> _Brief_: Give back exactly the line that contains "the yellow safety" and all the lines after it in the records below, to the very last, with no other output.

[[ Records open ]]

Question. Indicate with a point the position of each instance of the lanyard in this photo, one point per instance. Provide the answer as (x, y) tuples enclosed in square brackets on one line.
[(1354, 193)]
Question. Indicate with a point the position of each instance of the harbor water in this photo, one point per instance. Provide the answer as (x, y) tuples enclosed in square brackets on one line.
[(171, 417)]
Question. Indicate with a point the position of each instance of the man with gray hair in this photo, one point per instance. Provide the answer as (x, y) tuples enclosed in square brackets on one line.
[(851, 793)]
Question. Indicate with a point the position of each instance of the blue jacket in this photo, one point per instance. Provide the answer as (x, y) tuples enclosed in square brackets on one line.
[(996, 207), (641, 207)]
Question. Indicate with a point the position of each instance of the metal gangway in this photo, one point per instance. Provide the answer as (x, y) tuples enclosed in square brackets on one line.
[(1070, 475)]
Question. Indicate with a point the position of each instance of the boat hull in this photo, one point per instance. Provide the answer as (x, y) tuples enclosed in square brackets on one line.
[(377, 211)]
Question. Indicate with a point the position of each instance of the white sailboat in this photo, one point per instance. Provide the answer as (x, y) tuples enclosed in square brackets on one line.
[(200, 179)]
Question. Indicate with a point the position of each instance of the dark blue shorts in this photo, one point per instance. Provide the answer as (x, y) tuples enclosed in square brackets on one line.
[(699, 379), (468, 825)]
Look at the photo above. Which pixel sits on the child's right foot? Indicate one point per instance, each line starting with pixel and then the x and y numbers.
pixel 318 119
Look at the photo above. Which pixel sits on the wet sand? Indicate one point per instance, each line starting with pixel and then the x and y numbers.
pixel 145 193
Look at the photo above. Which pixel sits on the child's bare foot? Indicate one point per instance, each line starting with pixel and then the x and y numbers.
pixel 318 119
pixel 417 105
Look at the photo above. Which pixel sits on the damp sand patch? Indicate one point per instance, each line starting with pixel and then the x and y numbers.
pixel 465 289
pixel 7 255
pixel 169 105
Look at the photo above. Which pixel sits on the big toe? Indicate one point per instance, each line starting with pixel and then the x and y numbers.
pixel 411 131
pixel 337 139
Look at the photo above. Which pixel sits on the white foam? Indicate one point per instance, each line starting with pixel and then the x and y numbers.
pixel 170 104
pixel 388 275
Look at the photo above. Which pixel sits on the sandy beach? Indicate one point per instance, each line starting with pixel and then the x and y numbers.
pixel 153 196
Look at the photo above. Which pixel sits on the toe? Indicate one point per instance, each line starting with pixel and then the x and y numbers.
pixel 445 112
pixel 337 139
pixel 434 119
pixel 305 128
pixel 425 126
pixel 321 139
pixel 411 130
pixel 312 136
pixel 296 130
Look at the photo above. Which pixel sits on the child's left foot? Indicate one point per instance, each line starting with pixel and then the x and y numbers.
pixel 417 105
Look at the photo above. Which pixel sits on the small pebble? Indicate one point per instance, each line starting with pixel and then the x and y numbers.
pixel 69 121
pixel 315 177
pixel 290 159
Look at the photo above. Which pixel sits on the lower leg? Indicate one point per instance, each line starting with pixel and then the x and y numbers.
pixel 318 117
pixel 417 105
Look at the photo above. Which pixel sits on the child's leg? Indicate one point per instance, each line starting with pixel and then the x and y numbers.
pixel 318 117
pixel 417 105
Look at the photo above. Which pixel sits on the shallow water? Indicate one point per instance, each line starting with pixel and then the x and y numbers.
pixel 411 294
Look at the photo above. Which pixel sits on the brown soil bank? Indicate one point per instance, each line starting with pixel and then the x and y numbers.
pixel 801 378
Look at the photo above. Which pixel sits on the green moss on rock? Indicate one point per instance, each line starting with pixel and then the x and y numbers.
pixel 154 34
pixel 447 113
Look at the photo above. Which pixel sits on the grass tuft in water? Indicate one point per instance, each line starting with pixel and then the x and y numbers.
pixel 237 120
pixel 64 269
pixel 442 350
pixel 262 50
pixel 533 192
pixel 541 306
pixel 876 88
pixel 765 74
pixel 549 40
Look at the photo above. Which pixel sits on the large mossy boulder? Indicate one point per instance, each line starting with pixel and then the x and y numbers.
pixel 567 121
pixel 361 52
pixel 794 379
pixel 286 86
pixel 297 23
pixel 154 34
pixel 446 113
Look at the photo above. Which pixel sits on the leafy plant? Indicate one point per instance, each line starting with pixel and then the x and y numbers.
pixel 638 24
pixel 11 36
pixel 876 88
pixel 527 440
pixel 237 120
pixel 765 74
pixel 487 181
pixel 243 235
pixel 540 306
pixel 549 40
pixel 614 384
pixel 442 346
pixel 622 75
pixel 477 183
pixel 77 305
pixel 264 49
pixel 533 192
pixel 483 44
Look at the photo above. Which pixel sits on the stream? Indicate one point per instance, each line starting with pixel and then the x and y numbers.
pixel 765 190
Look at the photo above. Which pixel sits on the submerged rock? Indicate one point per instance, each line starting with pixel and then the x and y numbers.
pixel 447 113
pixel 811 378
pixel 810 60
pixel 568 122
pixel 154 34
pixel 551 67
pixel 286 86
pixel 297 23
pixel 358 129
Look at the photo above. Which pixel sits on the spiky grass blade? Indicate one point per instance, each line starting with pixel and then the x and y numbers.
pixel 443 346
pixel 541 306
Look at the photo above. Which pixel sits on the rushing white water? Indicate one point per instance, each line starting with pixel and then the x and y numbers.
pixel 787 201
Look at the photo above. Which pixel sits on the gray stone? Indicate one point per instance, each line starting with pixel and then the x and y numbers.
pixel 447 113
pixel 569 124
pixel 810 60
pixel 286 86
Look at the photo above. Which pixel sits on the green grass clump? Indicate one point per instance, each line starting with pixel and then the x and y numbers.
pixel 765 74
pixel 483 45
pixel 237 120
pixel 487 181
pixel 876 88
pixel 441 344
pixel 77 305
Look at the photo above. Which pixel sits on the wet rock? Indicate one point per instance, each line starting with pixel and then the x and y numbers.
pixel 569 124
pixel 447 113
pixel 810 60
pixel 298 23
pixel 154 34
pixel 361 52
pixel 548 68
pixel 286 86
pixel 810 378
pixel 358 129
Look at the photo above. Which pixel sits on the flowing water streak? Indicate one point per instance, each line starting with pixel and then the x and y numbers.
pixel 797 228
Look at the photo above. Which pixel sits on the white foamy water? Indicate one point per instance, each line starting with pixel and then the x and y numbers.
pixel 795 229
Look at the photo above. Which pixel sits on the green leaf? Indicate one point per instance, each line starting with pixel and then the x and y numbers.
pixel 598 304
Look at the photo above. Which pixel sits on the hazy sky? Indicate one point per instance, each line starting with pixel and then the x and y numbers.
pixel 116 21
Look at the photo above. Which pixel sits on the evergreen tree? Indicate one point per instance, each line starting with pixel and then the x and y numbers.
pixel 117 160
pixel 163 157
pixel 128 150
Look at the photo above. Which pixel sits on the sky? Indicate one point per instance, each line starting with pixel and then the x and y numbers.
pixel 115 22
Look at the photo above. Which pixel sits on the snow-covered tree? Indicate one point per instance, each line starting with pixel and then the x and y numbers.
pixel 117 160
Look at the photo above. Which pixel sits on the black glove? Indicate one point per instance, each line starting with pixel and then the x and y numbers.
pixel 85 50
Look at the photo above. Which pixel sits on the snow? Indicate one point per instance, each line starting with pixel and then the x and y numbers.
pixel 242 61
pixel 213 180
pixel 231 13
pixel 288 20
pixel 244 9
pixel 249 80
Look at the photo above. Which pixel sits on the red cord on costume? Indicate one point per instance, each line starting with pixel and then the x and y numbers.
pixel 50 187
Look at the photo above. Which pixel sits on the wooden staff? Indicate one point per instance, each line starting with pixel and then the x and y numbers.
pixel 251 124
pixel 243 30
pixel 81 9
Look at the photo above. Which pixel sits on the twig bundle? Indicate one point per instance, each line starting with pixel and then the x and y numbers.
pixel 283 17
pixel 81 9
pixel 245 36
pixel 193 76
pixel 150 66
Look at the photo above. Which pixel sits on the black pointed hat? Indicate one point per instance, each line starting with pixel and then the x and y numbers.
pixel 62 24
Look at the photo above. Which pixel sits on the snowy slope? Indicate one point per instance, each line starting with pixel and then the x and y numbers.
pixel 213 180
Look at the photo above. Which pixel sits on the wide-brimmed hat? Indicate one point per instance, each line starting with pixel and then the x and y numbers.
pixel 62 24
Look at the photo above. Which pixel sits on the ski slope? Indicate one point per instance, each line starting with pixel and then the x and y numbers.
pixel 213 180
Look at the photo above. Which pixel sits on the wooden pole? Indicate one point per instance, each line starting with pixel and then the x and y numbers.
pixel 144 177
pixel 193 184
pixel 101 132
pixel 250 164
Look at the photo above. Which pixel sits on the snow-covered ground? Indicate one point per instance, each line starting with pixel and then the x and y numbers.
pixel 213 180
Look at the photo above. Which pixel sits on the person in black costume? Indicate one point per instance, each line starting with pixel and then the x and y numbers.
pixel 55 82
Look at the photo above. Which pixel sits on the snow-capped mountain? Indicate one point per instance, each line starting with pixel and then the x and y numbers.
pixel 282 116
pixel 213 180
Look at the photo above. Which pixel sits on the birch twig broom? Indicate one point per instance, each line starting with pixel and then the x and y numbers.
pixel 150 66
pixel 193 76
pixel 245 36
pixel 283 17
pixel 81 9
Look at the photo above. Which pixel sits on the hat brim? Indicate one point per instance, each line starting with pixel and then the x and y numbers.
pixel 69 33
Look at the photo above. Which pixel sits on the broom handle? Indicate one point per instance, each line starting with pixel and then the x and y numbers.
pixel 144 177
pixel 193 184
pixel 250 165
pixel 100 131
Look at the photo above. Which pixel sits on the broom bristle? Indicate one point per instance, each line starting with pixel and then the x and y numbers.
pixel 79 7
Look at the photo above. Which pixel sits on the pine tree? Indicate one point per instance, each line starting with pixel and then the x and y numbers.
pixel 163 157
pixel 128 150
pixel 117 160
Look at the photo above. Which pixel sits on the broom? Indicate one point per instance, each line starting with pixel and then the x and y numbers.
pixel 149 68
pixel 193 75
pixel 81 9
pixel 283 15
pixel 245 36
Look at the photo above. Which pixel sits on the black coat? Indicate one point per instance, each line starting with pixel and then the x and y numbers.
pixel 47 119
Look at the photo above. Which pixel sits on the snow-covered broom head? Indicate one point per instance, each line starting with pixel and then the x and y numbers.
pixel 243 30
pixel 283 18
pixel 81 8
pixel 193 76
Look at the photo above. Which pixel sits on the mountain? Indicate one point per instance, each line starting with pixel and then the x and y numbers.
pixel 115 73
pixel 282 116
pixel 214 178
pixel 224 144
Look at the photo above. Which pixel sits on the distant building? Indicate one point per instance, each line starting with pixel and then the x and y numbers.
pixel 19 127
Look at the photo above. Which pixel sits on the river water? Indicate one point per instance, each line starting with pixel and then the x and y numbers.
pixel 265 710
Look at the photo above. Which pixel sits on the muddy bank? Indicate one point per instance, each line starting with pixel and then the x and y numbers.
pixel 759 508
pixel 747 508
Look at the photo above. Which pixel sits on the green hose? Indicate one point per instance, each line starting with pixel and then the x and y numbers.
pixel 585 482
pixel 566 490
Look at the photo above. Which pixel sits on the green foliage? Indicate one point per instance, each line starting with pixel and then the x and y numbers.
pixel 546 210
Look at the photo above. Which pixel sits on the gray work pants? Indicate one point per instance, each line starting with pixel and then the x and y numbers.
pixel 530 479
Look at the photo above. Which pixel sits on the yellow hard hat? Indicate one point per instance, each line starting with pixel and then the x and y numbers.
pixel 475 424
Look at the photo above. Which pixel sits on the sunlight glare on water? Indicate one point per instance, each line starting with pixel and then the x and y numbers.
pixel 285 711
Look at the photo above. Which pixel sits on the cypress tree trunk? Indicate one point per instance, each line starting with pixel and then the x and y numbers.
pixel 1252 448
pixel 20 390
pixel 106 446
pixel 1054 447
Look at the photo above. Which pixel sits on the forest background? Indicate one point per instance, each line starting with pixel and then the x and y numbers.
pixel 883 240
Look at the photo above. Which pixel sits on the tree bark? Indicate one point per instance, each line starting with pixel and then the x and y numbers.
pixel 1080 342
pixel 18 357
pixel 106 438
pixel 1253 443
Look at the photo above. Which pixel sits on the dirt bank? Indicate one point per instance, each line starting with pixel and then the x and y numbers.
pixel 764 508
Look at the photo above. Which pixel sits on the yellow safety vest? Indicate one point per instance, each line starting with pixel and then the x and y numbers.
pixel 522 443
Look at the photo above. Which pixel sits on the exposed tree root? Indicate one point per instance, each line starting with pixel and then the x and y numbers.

[[ Records closed ]]

> _Task solution_:
Look at the photo above. Which pixel sits on the yellow safety vest? Indicate one point per instance, each line starting with pixel and then the x and y numbers.
pixel 522 443
Look at the photo above. Which pixel sits on the exposed tree root? Indicate one point per instance, each line starting with pixel and then the x and y numbers.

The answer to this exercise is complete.